**MATERIAL TO PROCESS:**
———

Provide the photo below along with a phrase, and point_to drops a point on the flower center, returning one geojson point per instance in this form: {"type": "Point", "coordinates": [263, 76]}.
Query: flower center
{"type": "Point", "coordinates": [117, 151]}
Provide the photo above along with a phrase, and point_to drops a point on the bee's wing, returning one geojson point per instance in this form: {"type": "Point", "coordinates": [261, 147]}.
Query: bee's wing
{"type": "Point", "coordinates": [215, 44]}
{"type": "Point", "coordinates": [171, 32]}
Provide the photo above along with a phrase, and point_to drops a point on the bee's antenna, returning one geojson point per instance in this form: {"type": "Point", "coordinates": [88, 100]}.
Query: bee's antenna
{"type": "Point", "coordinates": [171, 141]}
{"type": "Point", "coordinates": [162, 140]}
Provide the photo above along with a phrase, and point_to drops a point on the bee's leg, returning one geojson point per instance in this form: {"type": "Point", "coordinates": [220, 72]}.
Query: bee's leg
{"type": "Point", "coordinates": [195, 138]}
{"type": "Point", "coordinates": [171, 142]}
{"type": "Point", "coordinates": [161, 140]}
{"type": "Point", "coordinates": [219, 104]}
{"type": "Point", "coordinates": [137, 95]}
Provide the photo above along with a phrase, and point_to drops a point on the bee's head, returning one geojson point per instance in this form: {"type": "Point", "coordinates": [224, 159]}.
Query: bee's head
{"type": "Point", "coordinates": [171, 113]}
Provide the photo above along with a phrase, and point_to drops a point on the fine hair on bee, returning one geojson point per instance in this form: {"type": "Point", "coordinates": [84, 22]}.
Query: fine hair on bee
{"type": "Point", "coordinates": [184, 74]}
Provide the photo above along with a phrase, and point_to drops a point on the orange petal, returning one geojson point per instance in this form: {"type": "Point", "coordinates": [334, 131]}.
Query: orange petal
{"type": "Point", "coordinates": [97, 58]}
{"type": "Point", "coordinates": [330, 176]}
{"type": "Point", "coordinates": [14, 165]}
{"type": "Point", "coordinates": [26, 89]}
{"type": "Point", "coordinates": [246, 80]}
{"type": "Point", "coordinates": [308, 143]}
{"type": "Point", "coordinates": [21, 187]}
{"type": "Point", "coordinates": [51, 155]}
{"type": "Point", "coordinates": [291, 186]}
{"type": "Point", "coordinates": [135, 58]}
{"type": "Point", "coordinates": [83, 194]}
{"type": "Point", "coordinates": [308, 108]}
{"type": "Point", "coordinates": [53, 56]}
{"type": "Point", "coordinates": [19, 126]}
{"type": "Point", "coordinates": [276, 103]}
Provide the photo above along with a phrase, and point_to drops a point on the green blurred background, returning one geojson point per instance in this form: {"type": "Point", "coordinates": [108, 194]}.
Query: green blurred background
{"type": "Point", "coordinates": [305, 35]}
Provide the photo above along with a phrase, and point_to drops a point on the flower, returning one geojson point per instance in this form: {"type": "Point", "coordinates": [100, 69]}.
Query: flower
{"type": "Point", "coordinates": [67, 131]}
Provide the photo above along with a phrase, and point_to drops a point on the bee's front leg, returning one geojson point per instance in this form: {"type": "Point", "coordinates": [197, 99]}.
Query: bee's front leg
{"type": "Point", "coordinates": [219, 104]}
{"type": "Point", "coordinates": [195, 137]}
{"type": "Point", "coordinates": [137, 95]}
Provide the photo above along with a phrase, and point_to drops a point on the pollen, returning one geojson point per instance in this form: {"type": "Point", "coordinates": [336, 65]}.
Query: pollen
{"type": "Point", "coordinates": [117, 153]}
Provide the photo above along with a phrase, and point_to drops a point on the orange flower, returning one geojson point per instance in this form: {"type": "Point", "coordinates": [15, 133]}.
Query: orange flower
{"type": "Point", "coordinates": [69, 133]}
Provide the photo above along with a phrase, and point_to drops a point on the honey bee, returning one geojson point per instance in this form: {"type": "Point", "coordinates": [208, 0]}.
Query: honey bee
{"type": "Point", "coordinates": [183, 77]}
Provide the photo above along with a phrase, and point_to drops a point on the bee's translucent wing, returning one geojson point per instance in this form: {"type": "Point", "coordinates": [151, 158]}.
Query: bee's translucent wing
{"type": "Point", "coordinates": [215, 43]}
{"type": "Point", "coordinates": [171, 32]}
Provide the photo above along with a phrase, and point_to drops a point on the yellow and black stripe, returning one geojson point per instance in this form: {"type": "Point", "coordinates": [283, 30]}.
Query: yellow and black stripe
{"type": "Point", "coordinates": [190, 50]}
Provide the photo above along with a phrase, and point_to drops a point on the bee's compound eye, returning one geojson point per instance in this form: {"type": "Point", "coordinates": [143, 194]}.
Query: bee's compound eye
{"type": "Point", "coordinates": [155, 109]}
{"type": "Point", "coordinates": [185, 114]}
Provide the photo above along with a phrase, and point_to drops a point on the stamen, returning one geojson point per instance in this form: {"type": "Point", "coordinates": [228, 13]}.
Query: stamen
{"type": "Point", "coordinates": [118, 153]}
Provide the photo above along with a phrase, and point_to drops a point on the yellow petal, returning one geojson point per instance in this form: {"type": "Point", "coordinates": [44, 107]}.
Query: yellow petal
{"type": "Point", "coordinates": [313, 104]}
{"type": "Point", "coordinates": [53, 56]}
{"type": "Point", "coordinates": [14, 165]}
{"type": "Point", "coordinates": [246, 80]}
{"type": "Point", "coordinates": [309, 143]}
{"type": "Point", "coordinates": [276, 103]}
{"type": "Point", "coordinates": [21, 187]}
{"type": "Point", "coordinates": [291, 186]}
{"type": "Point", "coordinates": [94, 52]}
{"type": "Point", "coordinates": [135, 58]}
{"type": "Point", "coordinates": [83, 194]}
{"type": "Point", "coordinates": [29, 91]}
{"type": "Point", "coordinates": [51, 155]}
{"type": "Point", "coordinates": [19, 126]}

———

Write down the full listing again, exactly.

Provide the photo below along with a phrase, and point_to drops a point on the flower center, returning one geojson point per instance in this form: {"type": "Point", "coordinates": [263, 76]}.
Query: flower center
{"type": "Point", "coordinates": [117, 151]}
Provide the photo above along with a phrase, and point_to drops a point on the bee's wing, returning one geojson point per instance in this form: {"type": "Point", "coordinates": [261, 147]}.
Query: bee's wing
{"type": "Point", "coordinates": [215, 44]}
{"type": "Point", "coordinates": [171, 32]}
Provide the photo above along with a phrase, and point_to drops a point on the bee's antenna, returning one geojson point per instance in this form: {"type": "Point", "coordinates": [88, 100]}.
Query: bee's antenna
{"type": "Point", "coordinates": [171, 141]}
{"type": "Point", "coordinates": [162, 140]}
Provide the photo above along with a phrase, and point_to drops a point on the bee's leg, returning one geojson point per instance in this form: {"type": "Point", "coordinates": [220, 72]}.
Query: bee's leg
{"type": "Point", "coordinates": [195, 138]}
{"type": "Point", "coordinates": [171, 142]}
{"type": "Point", "coordinates": [161, 140]}
{"type": "Point", "coordinates": [219, 104]}
{"type": "Point", "coordinates": [137, 95]}
Provide the photo above along with a phrase, and point_to drops a point on the bee's head, returning one geojson point per instance in this form: {"type": "Point", "coordinates": [224, 159]}.
Query: bee's head
{"type": "Point", "coordinates": [171, 113]}
Provide the photo above along with a phrase, and point_to drops a point on the fine hair on bee, returning one geojson point per instance in this form: {"type": "Point", "coordinates": [84, 22]}.
Query: fine hair on bee
{"type": "Point", "coordinates": [184, 74]}
Provide the photo above along with a phrase, and point_to drops a point on the orange petal, returning one geojson point per instance in this form: {"type": "Point", "coordinates": [334, 131]}.
Query: orange petal
{"type": "Point", "coordinates": [97, 58]}
{"type": "Point", "coordinates": [330, 176]}
{"type": "Point", "coordinates": [14, 165]}
{"type": "Point", "coordinates": [26, 89]}
{"type": "Point", "coordinates": [246, 80]}
{"type": "Point", "coordinates": [308, 143]}
{"type": "Point", "coordinates": [21, 187]}
{"type": "Point", "coordinates": [51, 155]}
{"type": "Point", "coordinates": [291, 186]}
{"type": "Point", "coordinates": [135, 58]}
{"type": "Point", "coordinates": [83, 194]}
{"type": "Point", "coordinates": [308, 108]}
{"type": "Point", "coordinates": [53, 56]}
{"type": "Point", "coordinates": [19, 126]}
{"type": "Point", "coordinates": [276, 103]}
Provide the photo above along with a phrase, and point_to drops a point on the green blurred background, returning one geojson point per instance in this form: {"type": "Point", "coordinates": [108, 194]}.
Query: green blurred background
{"type": "Point", "coordinates": [305, 35]}
Provide the photo above along with a phrase, and point_to drops a point on the flower, returning one geojson point per instance in this form: {"type": "Point", "coordinates": [100, 69]}.
Query: flower
{"type": "Point", "coordinates": [67, 131]}
Provide the photo above along with a phrase, and point_to drops a point on the bee's front leg, returning one geojson point per instance in this form: {"type": "Point", "coordinates": [197, 99]}.
Query: bee's front leg
{"type": "Point", "coordinates": [219, 104]}
{"type": "Point", "coordinates": [195, 137]}
{"type": "Point", "coordinates": [137, 95]}
Provide the photo above along with a phrase, and point_to drops a point on the pollen, returning one geojson point per instance in this form: {"type": "Point", "coordinates": [336, 65]}.
Query: pollen
{"type": "Point", "coordinates": [117, 153]}
Provide the photo above along with a phrase, and point_to drops a point on the orange flower, returning one geojson point per instance in this form: {"type": "Point", "coordinates": [15, 133]}.
Query: orange flower
{"type": "Point", "coordinates": [69, 133]}
Provide the photo above along with a phrase, and point_to drops a point on the honey bee, returning one geojson point per instance in this form: {"type": "Point", "coordinates": [208, 0]}.
Query: honey bee
{"type": "Point", "coordinates": [183, 77]}
Provide the photo above along with a phrase, and point_to drops a point on the bee's translucent wing, returning one geojson point per instance in this form: {"type": "Point", "coordinates": [151, 158]}.
Query: bee's translucent wing
{"type": "Point", "coordinates": [215, 43]}
{"type": "Point", "coordinates": [171, 32]}
Provide the photo above along with a phrase, and point_to drops a point on the yellow and black stripe, returning one geojson point per instance in this form: {"type": "Point", "coordinates": [283, 30]}.
Query: yellow and black stripe
{"type": "Point", "coordinates": [190, 50]}
Provide the photo above along with a phrase, and point_to drops a point on the bee's compound eye, returning one geojson point per instance in this form: {"type": "Point", "coordinates": [143, 194]}.
Query: bee's compound eye
{"type": "Point", "coordinates": [155, 109]}
{"type": "Point", "coordinates": [185, 114]}
Provide the photo above along with a phrase, and point_to drops a point on the stamen, returning one geojson point per instance in this form: {"type": "Point", "coordinates": [228, 13]}.
Query: stamen
{"type": "Point", "coordinates": [118, 153]}
Provide the photo above along with a phrase, and point_to drops a point on the yellow petal, returning one geojson point per instance in this form: {"type": "Point", "coordinates": [44, 107]}.
Query: yellow petal
{"type": "Point", "coordinates": [313, 104]}
{"type": "Point", "coordinates": [53, 56]}
{"type": "Point", "coordinates": [14, 165]}
{"type": "Point", "coordinates": [246, 80]}
{"type": "Point", "coordinates": [309, 143]}
{"type": "Point", "coordinates": [276, 103]}
{"type": "Point", "coordinates": [21, 187]}
{"type": "Point", "coordinates": [291, 186]}
{"type": "Point", "coordinates": [94, 52]}
{"type": "Point", "coordinates": [135, 58]}
{"type": "Point", "coordinates": [83, 194]}
{"type": "Point", "coordinates": [29, 91]}
{"type": "Point", "coordinates": [51, 155]}
{"type": "Point", "coordinates": [19, 126]}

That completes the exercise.